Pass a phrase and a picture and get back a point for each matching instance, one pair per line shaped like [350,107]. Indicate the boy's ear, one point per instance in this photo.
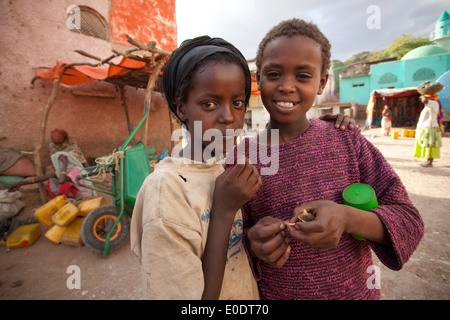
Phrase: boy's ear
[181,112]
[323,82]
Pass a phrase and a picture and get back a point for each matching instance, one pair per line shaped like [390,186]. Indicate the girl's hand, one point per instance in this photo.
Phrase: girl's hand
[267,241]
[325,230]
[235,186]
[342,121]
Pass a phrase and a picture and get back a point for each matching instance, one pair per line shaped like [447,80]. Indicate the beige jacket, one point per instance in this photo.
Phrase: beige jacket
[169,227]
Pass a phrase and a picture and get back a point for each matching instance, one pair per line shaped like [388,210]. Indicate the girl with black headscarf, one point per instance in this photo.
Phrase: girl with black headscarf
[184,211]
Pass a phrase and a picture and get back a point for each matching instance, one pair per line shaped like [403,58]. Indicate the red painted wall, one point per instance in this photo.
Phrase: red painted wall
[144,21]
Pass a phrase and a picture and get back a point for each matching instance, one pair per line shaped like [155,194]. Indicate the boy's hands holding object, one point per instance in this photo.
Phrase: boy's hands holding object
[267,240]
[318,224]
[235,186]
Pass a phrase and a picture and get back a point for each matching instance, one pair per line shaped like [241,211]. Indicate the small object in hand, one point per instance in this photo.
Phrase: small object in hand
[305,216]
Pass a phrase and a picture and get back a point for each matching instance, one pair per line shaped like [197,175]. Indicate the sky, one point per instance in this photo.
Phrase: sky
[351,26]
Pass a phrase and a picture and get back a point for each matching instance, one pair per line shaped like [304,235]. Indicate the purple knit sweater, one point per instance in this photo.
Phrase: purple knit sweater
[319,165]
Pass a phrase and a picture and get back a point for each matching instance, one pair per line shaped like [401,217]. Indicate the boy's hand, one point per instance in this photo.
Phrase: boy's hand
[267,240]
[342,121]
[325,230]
________________
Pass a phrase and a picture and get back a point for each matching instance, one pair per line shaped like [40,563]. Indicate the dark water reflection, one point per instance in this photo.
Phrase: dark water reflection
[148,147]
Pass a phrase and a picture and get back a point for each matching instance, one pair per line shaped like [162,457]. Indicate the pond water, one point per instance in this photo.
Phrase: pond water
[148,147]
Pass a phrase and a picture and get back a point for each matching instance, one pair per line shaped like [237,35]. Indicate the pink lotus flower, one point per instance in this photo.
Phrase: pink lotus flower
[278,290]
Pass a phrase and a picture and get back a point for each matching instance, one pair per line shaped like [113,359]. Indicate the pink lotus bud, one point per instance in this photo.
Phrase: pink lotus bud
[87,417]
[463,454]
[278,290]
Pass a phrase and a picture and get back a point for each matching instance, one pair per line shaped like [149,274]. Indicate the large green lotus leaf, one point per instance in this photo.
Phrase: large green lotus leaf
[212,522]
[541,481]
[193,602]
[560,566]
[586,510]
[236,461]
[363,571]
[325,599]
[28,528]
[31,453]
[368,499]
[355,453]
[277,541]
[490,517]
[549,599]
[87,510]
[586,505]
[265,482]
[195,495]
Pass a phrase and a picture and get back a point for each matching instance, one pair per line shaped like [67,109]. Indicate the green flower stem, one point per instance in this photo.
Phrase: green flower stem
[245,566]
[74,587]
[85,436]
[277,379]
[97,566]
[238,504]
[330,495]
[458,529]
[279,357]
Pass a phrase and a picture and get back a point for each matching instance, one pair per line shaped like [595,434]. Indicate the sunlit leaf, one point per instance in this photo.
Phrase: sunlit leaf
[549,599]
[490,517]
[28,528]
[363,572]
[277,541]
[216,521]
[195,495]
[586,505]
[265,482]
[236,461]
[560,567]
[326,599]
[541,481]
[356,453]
________________
▶ **REQUIREMENT**:
Show every line above that contains the word "painted", copying each one in full.

▶ **SOLVED EXERCISE**:
Pass a phrase and a picture and get back a point for each matching instance, one pair per line shaped like [403,58]. Indicate the red painted wall, one point per instance in this photo.
Phrase: red painted wall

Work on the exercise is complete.